• STATED PROBLEM A: According to the passage on rehearsing Closer, how long was the rehearsal period before principal photography began?

====== DOCUMENT SEGMENT ======

WORKING WITH NICHOLS
The four principals in Closer enjoyed the rare luxury of four-week rehearsal period prior to the commencement of principal photography, enabling the actors and director Mike Nichols to really discover these characters and identify them as people in all their different dimensions.
Nichols always rehearses his movies, but in a completely different way from how he rehearses a stage play. The process for movies takes into account the fact that the shooting of films is almost always in bits and pieces and out of sequence. "So the rehearsal process is to decide together what story we are telling," he says. "The more interior a story, the more mysterious, the more necessary it is to figure out what happens next."
In the case of Closer, that entailed figuring out what happens in the periods of time that the story skips, large gaps of a year or more between scenes. Another reason Nichols rehearses films is because it enables him to bring the actors together, "so they can explore how they're going to be with one another, how they really feel about one another. The better the actors are -- like the four actors I had for Closer -- the better they are at turning what happens between them into the relationships in the film."
Portman, who had previously worked with Nichols on a stage production of Chekov's "The Seagull," says the director's rehearsal approach was different when they were preparing for Closer. "On stage it was much more about the process of rehearsals," she says. "Mike just sat back and let everything grow. For the film he took a much more hands-on approach, with suggestions and leading conversations into certain areas. It was like being in a really interesting English class, analyzing the play during rehearsals, bringing in other literary references."

====== ITEMS ======

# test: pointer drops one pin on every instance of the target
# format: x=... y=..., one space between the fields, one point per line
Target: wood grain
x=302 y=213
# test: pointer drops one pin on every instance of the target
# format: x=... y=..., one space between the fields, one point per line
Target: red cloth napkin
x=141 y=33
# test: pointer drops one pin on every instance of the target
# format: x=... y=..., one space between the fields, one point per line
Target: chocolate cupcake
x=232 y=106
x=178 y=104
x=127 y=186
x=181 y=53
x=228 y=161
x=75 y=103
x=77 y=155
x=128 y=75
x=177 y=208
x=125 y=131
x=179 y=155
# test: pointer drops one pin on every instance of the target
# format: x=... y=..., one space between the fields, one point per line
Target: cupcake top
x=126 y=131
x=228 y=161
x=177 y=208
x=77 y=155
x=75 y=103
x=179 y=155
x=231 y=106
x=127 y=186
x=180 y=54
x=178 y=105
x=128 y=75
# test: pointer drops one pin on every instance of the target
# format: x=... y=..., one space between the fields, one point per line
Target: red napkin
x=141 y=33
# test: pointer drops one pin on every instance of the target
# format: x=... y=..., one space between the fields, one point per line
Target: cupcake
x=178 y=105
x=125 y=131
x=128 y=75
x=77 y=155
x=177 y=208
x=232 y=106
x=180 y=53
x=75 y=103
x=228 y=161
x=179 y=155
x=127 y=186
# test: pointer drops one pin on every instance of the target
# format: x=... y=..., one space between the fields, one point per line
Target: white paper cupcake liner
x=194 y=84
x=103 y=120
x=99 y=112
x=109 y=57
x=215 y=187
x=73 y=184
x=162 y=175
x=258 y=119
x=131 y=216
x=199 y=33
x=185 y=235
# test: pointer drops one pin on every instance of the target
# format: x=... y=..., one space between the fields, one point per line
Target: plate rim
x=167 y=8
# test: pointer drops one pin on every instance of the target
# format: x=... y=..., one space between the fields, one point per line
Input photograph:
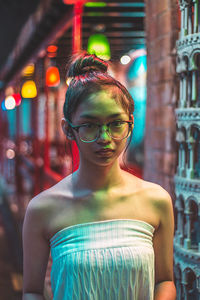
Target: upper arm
x=35 y=251
x=163 y=240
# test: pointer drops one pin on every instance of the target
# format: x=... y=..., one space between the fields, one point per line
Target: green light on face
x=98 y=44
x=95 y=4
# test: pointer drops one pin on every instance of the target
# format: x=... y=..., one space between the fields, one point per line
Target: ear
x=67 y=129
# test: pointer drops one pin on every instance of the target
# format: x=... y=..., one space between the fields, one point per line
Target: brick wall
x=162 y=27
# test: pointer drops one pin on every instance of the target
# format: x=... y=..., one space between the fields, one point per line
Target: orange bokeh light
x=52 y=77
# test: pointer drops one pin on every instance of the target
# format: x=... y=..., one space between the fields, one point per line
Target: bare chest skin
x=102 y=206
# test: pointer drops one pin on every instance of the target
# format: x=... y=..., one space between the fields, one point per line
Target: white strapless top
x=105 y=260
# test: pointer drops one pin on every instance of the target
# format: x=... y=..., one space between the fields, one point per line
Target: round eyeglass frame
x=77 y=127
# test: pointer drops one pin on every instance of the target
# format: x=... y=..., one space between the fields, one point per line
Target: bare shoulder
x=161 y=201
x=42 y=207
x=158 y=195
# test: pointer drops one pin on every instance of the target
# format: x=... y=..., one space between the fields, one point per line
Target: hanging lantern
x=52 y=51
x=17 y=98
x=10 y=103
x=29 y=89
x=3 y=105
x=98 y=44
x=52 y=77
x=28 y=70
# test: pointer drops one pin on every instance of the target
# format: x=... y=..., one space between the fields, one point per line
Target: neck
x=93 y=178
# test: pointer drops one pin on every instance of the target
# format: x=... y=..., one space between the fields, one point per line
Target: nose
x=104 y=136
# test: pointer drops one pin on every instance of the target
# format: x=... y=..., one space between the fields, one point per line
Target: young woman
x=109 y=232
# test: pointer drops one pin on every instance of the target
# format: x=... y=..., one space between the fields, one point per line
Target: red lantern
x=52 y=77
x=17 y=98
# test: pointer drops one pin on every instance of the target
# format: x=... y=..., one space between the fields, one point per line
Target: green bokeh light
x=98 y=44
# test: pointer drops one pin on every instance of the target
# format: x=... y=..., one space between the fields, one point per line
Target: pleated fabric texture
x=105 y=260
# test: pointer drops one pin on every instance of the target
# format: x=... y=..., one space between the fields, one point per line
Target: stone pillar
x=162 y=31
x=190 y=25
x=180 y=226
x=184 y=90
x=194 y=87
x=187 y=240
x=186 y=19
x=182 y=21
x=184 y=296
x=190 y=166
x=196 y=15
x=183 y=171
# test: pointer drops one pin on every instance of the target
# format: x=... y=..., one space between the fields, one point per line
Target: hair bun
x=86 y=63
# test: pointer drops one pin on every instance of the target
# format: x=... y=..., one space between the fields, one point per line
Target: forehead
x=99 y=104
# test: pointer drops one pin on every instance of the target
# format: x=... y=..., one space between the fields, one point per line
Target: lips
x=105 y=152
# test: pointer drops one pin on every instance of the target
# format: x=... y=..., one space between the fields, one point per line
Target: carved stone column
x=187 y=240
x=196 y=12
x=180 y=225
x=190 y=166
x=185 y=291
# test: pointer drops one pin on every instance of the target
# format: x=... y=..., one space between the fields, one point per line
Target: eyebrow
x=86 y=116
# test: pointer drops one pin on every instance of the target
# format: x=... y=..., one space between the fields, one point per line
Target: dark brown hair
x=89 y=75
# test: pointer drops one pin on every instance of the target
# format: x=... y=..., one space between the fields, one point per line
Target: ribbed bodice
x=105 y=260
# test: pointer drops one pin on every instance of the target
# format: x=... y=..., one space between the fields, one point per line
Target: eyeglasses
x=90 y=132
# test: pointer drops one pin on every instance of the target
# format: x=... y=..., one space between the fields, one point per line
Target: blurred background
x=143 y=42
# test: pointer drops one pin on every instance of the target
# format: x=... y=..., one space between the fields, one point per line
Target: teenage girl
x=110 y=233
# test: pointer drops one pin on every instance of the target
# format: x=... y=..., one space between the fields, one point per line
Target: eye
x=89 y=125
x=117 y=123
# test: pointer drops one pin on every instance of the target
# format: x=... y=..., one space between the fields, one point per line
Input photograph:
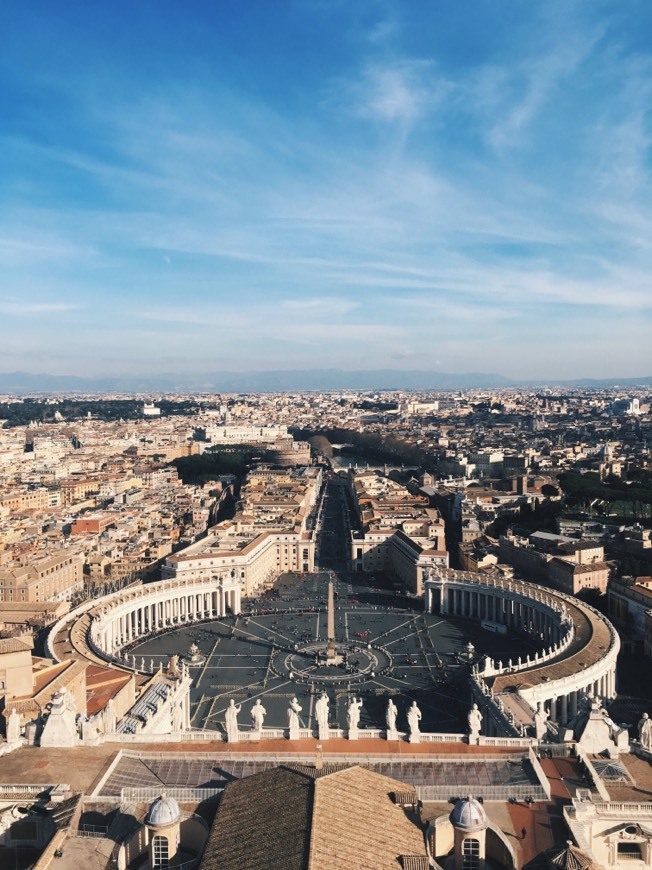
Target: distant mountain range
x=25 y=383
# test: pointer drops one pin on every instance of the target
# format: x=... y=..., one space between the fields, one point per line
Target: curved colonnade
x=579 y=646
x=124 y=617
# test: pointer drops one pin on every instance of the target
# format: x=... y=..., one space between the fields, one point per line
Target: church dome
x=469 y=815
x=164 y=811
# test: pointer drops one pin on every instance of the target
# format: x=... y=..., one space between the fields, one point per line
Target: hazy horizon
x=305 y=185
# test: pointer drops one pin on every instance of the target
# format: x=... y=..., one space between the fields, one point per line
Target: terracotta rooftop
x=300 y=819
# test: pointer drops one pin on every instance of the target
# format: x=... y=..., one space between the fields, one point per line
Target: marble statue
x=353 y=713
x=178 y=718
x=475 y=724
x=321 y=712
x=173 y=666
x=293 y=718
x=231 y=721
x=13 y=726
x=645 y=732
x=110 y=719
x=258 y=713
x=414 y=718
x=540 y=720
x=390 y=716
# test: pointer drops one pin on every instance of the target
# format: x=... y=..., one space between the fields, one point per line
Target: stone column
x=573 y=697
x=564 y=708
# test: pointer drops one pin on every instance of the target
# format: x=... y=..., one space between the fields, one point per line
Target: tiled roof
x=303 y=819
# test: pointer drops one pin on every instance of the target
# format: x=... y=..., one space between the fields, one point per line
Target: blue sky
x=255 y=184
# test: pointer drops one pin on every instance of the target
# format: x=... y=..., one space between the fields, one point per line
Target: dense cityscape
x=325 y=435
x=391 y=558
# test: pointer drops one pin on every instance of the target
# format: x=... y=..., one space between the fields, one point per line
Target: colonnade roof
x=590 y=644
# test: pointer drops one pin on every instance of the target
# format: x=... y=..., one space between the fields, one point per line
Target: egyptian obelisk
x=330 y=651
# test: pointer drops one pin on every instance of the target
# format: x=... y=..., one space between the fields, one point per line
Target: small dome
x=164 y=811
x=469 y=815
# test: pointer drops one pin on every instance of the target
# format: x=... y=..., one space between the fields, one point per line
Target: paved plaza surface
x=276 y=650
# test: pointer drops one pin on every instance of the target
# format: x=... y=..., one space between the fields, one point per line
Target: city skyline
x=326 y=186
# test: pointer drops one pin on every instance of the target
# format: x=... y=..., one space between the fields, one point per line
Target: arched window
x=471 y=854
x=160 y=852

======

• STATED PROBLEM B: Return each line of the listing that contains the word "napkin".

• EXERCISE RESPONSE A: Four weeks.

• EXERCISE RESPONSE B:
Target: red cloth napkin
Target: red napkin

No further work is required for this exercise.